▸ **SOURCE TEXT**
━━━

Q5. [18 pts] Vector Processors

For the following problems, you are provided a simplified vector ISA. Refer to Appendix 1 at the end of the exam for exact ISA semantics.

(a) You are provided the following vector code snippet representing a dot product of vector length (VL).

\[
\begin{align*}
&vld \ v1, \ (x1) \ # \ vector \ load \\
&vld \ v2, \ (x2) \\
&vmul \ v3, \ v2, \ v1 \ # \ vector \ multiply \\
&vredsum \ v4, \ v3 \ # \ vector \ reduce \ sum \\
&vst \ v4, \ (x3), \ 0 \ # \ vector \ store
\end{align*}
\]

For the following sub-parts, compute the number of cycles with the following important assumptions:

- Vector length is 32 elements
- 8 vector lanes
- 32 elements per vector register
- One ALU per lane: 1 cycle latency
- One load/store unit per lane: 4 cycle latency, fully pipelined
- No dead time
- Magic memory system with no bank conflicts or cache misses
- Reduction operations (i.e. \texttt{vredsum}) work like arithmetic vector instructions (i.e. like \texttt{vmul})

━━━

Point annotations for photos
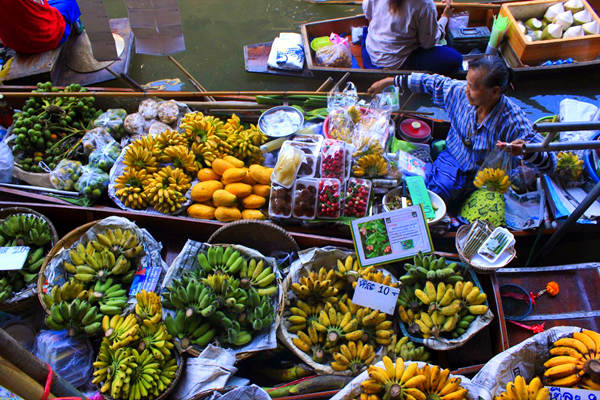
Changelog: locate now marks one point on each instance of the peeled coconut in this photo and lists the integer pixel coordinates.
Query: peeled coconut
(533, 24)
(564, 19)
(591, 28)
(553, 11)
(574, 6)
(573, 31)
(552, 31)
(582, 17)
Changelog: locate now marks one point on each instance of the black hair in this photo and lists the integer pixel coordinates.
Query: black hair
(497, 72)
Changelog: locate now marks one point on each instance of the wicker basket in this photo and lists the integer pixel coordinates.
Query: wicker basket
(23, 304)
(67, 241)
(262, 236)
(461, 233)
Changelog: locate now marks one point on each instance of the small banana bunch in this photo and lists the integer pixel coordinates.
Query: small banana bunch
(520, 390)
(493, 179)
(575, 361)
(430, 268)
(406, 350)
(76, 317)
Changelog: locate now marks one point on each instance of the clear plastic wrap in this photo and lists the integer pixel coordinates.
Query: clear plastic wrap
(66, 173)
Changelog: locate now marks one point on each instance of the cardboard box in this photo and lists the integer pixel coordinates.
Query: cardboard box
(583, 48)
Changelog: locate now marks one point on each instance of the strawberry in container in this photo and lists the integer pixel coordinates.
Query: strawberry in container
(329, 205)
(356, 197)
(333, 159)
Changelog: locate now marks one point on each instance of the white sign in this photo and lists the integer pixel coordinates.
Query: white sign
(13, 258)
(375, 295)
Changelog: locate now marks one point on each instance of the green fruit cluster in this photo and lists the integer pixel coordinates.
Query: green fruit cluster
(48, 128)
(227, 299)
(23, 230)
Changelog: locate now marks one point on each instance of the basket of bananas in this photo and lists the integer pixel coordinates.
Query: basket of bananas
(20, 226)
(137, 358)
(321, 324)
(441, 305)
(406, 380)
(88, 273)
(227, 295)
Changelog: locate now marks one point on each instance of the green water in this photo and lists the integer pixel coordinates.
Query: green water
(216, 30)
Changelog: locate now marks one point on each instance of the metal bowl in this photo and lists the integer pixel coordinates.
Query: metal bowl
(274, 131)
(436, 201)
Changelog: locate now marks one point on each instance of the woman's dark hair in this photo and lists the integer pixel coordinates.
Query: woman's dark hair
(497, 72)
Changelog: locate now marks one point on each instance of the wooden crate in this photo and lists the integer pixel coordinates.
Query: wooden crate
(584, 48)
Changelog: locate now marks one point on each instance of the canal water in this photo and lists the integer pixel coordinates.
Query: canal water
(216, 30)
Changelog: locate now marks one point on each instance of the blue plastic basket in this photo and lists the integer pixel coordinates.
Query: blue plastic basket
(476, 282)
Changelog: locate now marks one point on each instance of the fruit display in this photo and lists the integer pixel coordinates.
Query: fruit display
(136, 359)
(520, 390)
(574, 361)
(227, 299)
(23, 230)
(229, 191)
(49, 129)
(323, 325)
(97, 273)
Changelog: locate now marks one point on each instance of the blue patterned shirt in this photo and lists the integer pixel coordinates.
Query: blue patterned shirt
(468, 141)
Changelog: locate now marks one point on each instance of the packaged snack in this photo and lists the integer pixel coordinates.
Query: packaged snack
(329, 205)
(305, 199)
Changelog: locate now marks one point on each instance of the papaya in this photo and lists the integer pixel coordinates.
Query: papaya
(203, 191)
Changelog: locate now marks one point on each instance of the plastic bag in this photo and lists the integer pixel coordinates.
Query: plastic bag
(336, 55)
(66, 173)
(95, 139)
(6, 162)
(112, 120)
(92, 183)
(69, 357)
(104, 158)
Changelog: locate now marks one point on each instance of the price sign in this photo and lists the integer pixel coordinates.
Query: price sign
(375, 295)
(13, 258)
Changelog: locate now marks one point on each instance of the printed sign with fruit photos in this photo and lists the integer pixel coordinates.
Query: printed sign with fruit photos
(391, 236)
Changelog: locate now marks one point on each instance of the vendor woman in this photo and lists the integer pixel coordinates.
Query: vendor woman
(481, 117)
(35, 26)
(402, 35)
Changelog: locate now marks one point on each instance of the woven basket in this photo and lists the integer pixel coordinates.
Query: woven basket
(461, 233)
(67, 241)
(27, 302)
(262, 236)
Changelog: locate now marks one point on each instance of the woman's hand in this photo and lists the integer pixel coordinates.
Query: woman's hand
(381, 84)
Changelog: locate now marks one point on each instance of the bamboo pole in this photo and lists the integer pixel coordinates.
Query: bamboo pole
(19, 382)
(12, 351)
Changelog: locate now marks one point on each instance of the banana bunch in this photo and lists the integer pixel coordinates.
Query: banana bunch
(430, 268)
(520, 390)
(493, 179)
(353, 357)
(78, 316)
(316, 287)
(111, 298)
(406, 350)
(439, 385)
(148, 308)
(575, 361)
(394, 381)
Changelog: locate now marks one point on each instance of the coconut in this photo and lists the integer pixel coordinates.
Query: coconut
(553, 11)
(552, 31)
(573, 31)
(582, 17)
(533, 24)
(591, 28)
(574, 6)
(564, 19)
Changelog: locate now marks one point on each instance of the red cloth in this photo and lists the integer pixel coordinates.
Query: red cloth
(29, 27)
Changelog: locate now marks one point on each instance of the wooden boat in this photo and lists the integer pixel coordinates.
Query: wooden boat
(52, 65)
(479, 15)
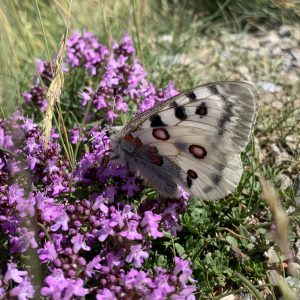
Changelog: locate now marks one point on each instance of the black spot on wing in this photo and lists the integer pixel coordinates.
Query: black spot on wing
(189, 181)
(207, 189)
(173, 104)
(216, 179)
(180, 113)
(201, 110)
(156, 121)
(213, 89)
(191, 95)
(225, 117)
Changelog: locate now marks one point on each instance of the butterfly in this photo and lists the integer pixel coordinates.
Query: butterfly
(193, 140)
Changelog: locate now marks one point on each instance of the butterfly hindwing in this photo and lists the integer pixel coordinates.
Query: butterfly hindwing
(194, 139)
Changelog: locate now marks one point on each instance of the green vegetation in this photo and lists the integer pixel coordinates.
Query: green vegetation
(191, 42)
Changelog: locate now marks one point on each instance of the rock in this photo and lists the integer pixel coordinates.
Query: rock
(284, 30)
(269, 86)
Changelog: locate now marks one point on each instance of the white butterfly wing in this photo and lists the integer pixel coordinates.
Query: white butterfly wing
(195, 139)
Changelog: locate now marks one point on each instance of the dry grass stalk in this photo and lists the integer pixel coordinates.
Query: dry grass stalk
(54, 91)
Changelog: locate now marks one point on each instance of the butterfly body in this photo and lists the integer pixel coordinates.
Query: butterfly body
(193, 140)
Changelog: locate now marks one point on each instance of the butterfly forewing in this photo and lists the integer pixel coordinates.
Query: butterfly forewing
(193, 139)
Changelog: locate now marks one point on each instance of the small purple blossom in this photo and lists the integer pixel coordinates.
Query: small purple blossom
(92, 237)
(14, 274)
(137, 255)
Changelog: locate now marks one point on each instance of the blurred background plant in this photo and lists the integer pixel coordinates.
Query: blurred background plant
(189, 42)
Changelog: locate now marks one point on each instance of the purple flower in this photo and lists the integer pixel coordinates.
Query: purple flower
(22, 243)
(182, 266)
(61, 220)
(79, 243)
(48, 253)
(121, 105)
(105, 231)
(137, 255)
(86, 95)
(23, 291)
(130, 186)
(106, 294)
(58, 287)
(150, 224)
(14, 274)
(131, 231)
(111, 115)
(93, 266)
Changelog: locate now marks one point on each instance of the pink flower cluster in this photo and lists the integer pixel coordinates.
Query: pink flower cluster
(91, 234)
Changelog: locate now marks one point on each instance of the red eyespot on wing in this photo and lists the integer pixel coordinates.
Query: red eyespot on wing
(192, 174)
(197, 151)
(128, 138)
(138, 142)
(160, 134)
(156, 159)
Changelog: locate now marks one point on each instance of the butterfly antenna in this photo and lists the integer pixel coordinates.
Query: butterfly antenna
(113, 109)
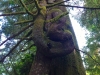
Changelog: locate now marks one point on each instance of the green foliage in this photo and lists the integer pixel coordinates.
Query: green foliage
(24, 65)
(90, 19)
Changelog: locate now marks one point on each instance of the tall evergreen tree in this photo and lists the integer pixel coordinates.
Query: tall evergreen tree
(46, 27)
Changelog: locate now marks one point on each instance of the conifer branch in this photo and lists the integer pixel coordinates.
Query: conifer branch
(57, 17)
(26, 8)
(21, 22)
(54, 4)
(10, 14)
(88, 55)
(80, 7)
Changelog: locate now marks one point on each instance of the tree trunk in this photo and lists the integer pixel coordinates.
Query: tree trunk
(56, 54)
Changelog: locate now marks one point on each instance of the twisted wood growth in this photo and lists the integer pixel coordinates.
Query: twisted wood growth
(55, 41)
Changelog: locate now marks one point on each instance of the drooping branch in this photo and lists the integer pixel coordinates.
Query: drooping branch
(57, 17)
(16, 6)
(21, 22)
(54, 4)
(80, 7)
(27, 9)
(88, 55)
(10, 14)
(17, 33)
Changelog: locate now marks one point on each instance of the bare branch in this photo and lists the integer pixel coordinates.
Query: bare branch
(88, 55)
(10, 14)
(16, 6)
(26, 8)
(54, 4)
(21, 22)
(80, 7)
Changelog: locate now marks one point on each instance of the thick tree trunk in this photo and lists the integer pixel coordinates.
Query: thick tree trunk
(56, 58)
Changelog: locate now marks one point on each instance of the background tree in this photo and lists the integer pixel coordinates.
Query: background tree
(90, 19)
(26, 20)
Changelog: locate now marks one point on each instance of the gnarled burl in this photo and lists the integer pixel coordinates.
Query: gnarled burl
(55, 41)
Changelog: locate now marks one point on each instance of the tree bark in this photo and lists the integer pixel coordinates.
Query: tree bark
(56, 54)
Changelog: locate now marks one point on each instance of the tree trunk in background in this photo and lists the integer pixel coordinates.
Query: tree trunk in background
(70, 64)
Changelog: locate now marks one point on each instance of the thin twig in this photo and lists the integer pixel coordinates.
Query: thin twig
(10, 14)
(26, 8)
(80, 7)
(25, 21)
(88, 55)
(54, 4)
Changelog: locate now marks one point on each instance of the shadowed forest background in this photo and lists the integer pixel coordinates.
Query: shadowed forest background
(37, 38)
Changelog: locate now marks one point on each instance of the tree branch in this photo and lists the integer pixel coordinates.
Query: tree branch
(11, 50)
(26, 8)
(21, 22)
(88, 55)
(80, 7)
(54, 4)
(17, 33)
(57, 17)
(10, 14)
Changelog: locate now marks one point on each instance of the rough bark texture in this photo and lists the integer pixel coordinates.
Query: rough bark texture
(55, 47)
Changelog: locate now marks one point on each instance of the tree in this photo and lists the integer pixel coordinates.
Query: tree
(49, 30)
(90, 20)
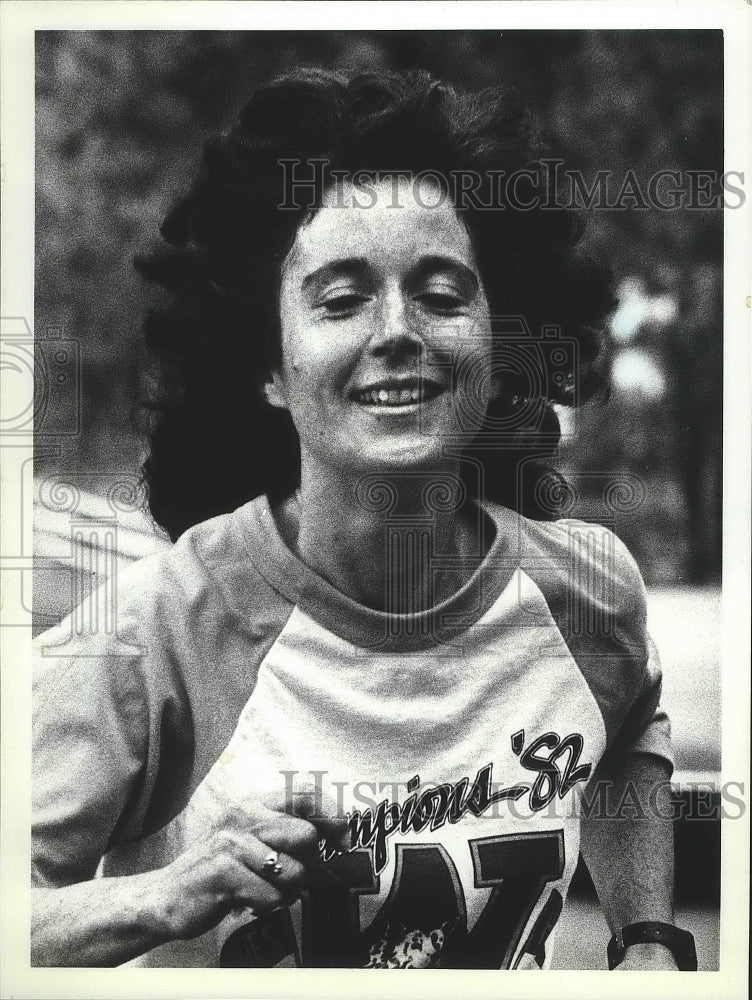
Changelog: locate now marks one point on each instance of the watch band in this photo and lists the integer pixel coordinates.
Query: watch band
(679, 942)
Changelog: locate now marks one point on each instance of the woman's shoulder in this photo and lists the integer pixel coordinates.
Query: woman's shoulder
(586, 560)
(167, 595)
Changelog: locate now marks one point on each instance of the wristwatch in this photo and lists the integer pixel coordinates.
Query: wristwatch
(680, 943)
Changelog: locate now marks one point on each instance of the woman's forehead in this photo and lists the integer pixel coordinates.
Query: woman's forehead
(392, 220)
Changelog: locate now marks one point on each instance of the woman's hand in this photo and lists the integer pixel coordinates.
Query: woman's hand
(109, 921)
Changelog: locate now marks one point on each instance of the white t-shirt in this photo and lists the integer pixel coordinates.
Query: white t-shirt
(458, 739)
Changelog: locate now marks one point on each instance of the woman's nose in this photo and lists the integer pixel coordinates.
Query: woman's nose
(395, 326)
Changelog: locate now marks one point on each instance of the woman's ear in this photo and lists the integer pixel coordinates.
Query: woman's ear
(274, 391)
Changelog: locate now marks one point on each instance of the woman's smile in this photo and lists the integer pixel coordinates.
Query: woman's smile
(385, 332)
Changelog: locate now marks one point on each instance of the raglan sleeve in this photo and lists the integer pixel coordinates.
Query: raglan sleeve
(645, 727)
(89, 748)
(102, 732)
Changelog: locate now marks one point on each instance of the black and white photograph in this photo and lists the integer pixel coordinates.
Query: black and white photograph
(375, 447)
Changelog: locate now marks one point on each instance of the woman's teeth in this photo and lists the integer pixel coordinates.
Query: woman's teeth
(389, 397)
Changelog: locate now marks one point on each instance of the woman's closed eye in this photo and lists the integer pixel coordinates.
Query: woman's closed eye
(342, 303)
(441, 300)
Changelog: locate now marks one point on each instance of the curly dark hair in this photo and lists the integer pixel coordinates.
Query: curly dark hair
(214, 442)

━━━

▸ **EXERCISE SET**
1. Rewrite the vector processor problem, beginning at the words "Q5. [18 pts]" and stopping after "vector length (VL).", with "exam" replaced by "problem set".
2. Write the next part of the vector processor problem, continuing from the point at which the text ends.

▸ **EXPECTED RESULTS**
1.
Q5. [18 pts] Vector Processors

For the following problems, you are provided a simplified vector ISA. Refer to Appendix 1 at the end of the problem set for exact ISA semantics.

(a) You are provided the following vector code snippet representing a dot product of vector length (VL).

2.
A vector instruction is also fetched (F) and decoded (D). Then, it stalls (-) until its required vector functional unit is available. With no chaining, a dependent vector instruction stalls until the previous instruction finishes writing back all of its elements. A vector instruction is pipelined across all the lanes in parallel. For each element, the operands are read (R) from the vector register file, the operation executes on the load/store unit (M) or the ALU (X), and the result is written back (W) to the vector register file.

(i) [3 pts] How many cycles would it take without vector chaining?

\[
36 \text{ or } 35 \text{ (if the final W of the store is not counted)}
\]

Scratch space (non-graded)
(ii) [3 pts] How many cycles would it take with vector chaining? Vector loads/stores share the load-store unit while vector arithmetic instructions have their own unique execution units. Vector chaining is done through the register file and an element can be read (R) in the same cycle in which it is written back (W), or it can be read on any later cycle (the chaining is flexible). Assume only one set of vector lanes (8 vector lanes) can write back in a single cycle.

28 or 27 (if the final W of the store is not counted)

Scratch space (non-graded)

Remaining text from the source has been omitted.